## Assignment
Would you restate the entries below exactly, keeping every line?

Stored items:
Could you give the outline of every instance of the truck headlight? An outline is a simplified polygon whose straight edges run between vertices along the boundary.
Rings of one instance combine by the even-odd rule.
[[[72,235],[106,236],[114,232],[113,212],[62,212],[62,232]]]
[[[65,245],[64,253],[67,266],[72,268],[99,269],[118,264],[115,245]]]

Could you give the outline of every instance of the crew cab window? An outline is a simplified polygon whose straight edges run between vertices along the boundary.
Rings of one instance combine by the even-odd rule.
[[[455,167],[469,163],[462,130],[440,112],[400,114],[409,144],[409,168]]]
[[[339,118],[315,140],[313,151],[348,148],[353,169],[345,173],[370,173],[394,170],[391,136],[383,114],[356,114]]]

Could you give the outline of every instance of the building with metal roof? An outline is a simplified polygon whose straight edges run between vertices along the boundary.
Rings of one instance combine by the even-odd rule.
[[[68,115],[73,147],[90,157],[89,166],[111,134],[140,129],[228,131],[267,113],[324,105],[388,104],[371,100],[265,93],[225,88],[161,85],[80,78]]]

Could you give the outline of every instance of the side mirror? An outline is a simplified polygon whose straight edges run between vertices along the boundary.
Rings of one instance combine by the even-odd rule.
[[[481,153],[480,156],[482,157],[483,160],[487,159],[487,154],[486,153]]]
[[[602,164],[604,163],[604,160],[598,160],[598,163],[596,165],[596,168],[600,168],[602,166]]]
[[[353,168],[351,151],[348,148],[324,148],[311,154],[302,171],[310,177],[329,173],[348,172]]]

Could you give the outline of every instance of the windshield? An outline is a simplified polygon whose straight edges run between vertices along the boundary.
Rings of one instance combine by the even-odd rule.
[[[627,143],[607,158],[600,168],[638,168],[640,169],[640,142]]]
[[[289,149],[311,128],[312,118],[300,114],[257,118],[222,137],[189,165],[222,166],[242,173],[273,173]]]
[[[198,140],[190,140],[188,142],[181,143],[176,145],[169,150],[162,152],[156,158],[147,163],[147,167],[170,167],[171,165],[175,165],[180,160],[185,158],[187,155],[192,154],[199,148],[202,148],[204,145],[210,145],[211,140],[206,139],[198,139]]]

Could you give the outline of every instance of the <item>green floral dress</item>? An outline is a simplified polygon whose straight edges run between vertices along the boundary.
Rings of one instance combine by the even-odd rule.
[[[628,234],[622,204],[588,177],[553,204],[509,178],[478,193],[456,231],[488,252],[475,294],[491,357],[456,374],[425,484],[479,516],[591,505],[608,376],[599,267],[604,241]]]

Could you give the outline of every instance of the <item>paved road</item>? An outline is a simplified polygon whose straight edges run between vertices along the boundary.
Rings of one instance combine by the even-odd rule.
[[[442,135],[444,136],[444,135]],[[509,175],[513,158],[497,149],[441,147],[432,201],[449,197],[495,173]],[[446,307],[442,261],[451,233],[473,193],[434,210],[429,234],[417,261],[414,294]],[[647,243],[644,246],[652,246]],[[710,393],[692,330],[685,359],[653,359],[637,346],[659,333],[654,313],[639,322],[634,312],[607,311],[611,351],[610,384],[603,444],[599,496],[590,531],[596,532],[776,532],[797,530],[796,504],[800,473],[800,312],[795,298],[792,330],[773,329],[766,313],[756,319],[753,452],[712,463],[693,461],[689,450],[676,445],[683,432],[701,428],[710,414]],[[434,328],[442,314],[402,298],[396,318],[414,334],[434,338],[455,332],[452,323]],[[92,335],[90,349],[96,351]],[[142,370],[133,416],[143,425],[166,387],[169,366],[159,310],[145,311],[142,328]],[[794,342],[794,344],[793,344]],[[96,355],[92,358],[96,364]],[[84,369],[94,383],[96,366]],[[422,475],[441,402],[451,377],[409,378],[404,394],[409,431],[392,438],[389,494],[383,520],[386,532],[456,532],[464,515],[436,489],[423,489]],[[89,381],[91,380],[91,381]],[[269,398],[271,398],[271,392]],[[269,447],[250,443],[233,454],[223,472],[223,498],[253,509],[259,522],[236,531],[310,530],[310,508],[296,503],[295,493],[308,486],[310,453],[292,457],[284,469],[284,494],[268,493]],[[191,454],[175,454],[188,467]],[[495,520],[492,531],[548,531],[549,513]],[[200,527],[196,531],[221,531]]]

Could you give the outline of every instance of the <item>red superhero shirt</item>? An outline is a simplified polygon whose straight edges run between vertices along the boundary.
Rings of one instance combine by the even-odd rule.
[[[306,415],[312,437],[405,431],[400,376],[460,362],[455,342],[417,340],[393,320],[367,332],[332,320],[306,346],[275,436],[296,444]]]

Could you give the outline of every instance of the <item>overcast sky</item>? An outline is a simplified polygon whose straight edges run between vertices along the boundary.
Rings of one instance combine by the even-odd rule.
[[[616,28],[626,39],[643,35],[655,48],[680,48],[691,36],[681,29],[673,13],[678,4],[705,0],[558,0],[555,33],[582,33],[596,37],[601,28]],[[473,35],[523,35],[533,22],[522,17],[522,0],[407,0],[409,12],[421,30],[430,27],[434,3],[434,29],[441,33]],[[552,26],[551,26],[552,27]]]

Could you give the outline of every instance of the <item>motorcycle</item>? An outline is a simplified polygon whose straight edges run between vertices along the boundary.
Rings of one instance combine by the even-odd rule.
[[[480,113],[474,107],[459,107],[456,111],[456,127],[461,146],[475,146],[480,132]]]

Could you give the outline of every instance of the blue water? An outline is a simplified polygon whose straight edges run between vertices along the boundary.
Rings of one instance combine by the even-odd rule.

## Answer section
Could you give the outline of every instance of the truck headlight? An outline is a simplified polygon whose straight edges run between vertices along the boundary.
Rings of one instance combine by the even-odd rule.
[[[72,235],[106,236],[114,232],[113,212],[62,212],[62,232]]]
[[[65,245],[64,253],[67,266],[72,268],[99,269],[118,264],[115,245]]]

Could you give the outline of every instance of the crew cab window? An outline is a simplified polygon whose straight edges run between vertices along the boundary.
Rings of one instance combine by the even-odd rule.
[[[455,167],[469,163],[462,130],[440,112],[400,114],[409,144],[409,168]]]
[[[339,118],[315,140],[313,151],[348,148],[353,169],[345,173],[370,173],[394,170],[391,136],[383,114],[356,114]]]

Could you give the outline of every instance of the building with metal roof? An outline is a simplified polygon whose straight edges run between vertices along the boundary.
Rings of one instance combine by the even-odd rule.
[[[68,115],[73,147],[90,157],[89,166],[111,134],[140,129],[228,131],[267,113],[324,105],[388,104],[371,100],[265,93],[225,88],[161,85],[80,78]]]

Could you give the outline of every instance of the side mirror? An outline is a simplified polygon whose straight edges run between vertices along the boundary.
Rings of one instance combine by the even-odd rule.
[[[481,153],[480,156],[482,157],[483,160],[487,159],[487,154],[486,153]]]
[[[602,164],[604,163],[604,160],[598,160],[598,163],[596,165],[596,168],[600,168],[602,166]]]
[[[353,168],[351,151],[348,148],[324,148],[311,154],[302,171],[310,177],[329,173],[348,172]]]

Could you give the outline of every instance of the windshield? An outline is a simplified polygon whose straight edges run between vertices along the boundary.
Rings of one instance combine by the even-odd rule.
[[[627,143],[607,158],[600,168],[638,168],[640,169],[640,142]]]
[[[289,149],[311,128],[312,118],[300,114],[257,118],[222,137],[189,165],[222,166],[242,173],[273,173]]]
[[[198,140],[190,140],[188,142],[181,143],[176,145],[169,150],[162,152],[156,158],[147,163],[147,167],[170,167],[171,165],[175,165],[180,160],[185,158],[187,155],[192,154],[199,148],[202,148],[204,145],[210,145],[211,140],[206,139],[198,139]]]

Could you give the outline of every instance of the <item>green floral dress</item>? An outline is a simplified polygon whose straight edges run between vertices along the boundary.
Rings of one instance combine by the even-odd rule.
[[[628,234],[622,204],[588,177],[553,204],[509,178],[478,193],[456,231],[488,252],[475,294],[491,357],[456,374],[425,484],[479,516],[591,505],[608,376],[599,267],[604,241]]]

Could you give the outline of every instance of the <item>paved road</item>? An outline is a simplified polygon whose straight edges run between vertices along the boundary.
Rings of one instance combine by the even-odd rule.
[[[442,135],[444,136],[444,135]],[[509,175],[513,158],[497,149],[441,147],[432,201],[449,197],[495,173]],[[446,307],[442,261],[451,233],[473,193],[434,210],[429,234],[417,261],[414,294]],[[647,243],[644,246],[652,246]],[[710,393],[692,330],[685,359],[653,359],[637,346],[659,333],[654,313],[639,322],[634,312],[607,311],[611,351],[610,384],[603,444],[599,496],[590,531],[596,532],[776,532],[797,530],[796,504],[800,473],[800,312],[795,298],[792,330],[773,329],[766,313],[756,319],[753,452],[712,463],[693,461],[689,450],[676,445],[683,432],[701,428],[710,414]],[[434,328],[442,314],[402,298],[396,318],[414,334],[434,338],[455,332],[452,323]],[[92,335],[90,349],[96,351]],[[142,370],[133,416],[143,425],[166,387],[169,366],[159,310],[145,311],[142,328]],[[794,342],[794,344],[793,344]],[[96,355],[92,358],[96,364]],[[84,369],[94,383],[96,366]],[[422,475],[441,402],[451,377],[409,378],[404,394],[409,431],[392,438],[389,494],[383,520],[386,532],[456,532],[464,515],[436,489],[423,489]],[[89,381],[91,380],[91,381]],[[269,398],[271,398],[271,392]],[[269,447],[250,443],[233,454],[223,472],[223,498],[253,509],[259,522],[236,531],[310,530],[310,508],[296,503],[295,493],[308,486],[310,453],[292,457],[284,469],[284,494],[268,493]],[[191,454],[175,454],[188,467]],[[495,520],[492,531],[548,531],[549,513]],[[200,527],[196,531],[221,531]]]

Could you give the outline of every instance of the <item>red superhero shirt</item>? An outline is a simplified polygon whose straight edges run between vertices along the boundary.
Rings of one instance combine by the even-odd rule.
[[[306,415],[312,437],[405,431],[400,376],[460,362],[455,342],[417,340],[393,320],[367,332],[332,320],[306,346],[275,436],[296,444]]]

Could you give the outline of every instance of the <item>overcast sky</item>? An outline is a simplified polygon whose straight edges run between vertices along the boundary.
Rings of one instance combine by the even-odd rule.
[[[616,28],[626,39],[643,35],[655,48],[680,48],[691,36],[681,29],[673,13],[678,4],[705,0],[558,0],[555,33],[582,33],[596,37],[601,28]],[[473,35],[523,35],[533,22],[522,17],[522,0],[407,0],[409,12],[421,30],[430,27],[434,3],[434,29],[441,33]],[[552,26],[551,26],[552,27]]]

Could you give the outline of every instance of the <item>motorcycle</item>? An outline is a simplified polygon whose straight edges run between vertices along the boundary.
Rings of one instance combine by the even-odd rule.
[[[480,113],[474,107],[459,107],[456,111],[456,127],[461,146],[475,146],[480,132]]]

Could you give the outline of every instance of the blue water? An outline is a simplified polygon whose straight edges run between vertices along the boundary.
Rings of one instance combine by the even-odd rule.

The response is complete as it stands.